### EXERCISE DIRECTIONS
According to the thread below about mapping WAL files, what page size does the kernel use on Linux?

PERFORMANCE IMPROVEMENT by mapping WAL FILES

Started by Janardhana Reddyover 24 years ago7 messages

jana-reddy@mediaring.com.sg

over 24 years ago

Hi all,
By mapping the WAL files by each backend in to its address
space using "mmap" system call , there will be big
improvements in performance from the following point of view:
1. Each backend directly writes in to the address
space which is obtained by maping the WAL files.
this saves the write system call at the end of
every transaction which transfres 8k of
data from user space to kernel.
2. since every transaction does not modify all the 8k
content of WAL page , so by issuing the
fsync , the kernel only transfers only the
kernel pages which are modified , which is 4k for
linux so fsync time is saved by twice.
Any comments ?.

Regards
jana

Bruce Momjian

pgman@candle.pha.pa.us

over 24 years ago

In reply to: Janardhana Reddy (#1)

Re: PERFORMANCE IMPROVEMENT by mapping WAL FILES

Hi all,
By mapping the WAL files by each backend in to its address
space using "mmap" system call , there will be big
improvements in performance from the following point of view:
1. Each backend directly writes in to the address
space which is obtained by maping the WAL files.
this saves the write system call at the end of
every transaction which transfres 8k of
data from user space to kernel.

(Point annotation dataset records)
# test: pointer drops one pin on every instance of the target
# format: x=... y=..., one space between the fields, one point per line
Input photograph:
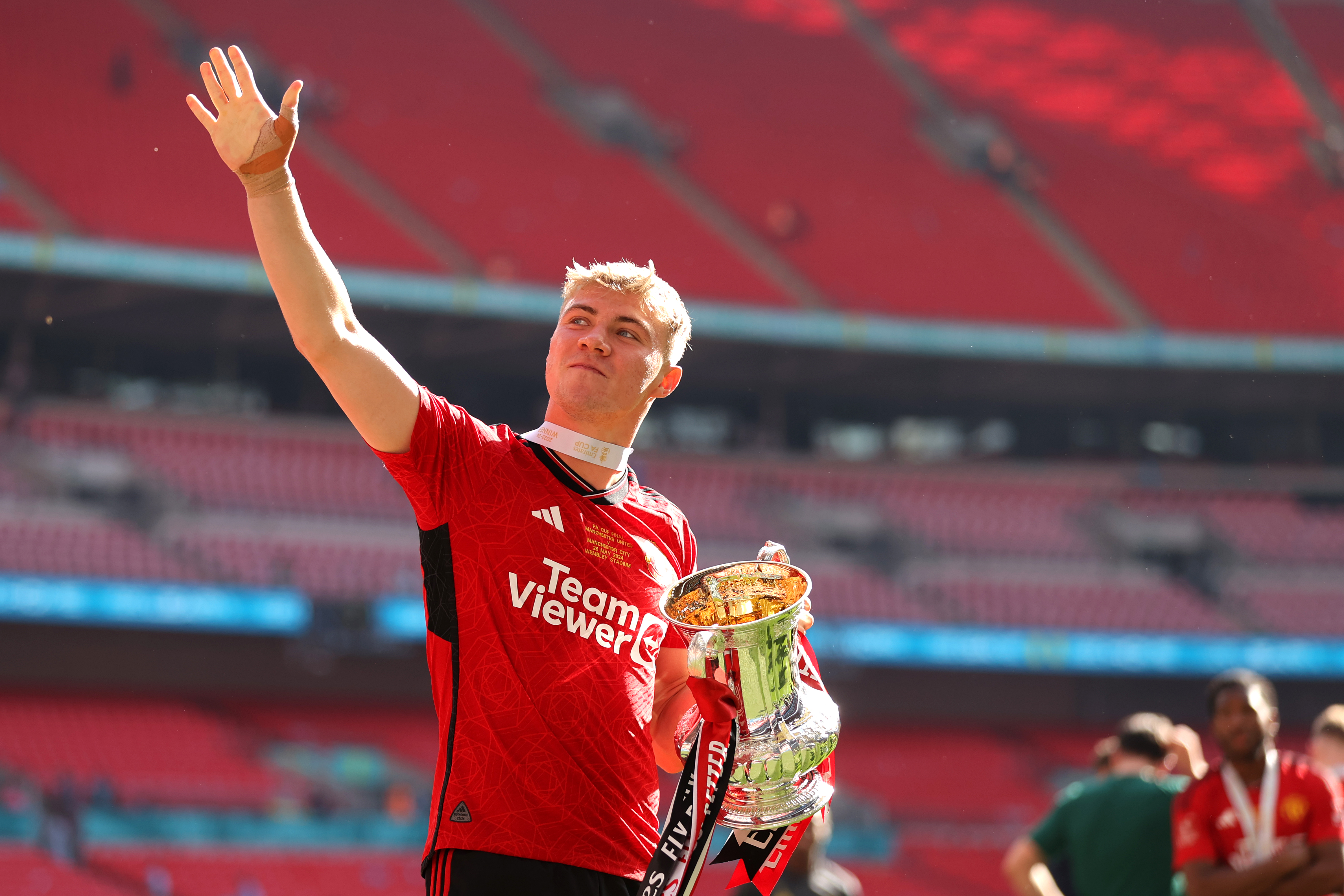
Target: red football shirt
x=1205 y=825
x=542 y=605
...
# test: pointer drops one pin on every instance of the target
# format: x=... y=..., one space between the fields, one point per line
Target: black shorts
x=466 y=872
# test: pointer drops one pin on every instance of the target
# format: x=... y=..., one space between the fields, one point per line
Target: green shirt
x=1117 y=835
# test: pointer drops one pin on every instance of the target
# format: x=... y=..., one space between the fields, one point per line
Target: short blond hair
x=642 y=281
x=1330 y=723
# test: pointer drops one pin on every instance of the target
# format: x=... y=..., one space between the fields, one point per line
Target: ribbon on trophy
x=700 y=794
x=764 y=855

### CORRECT RESULT
4k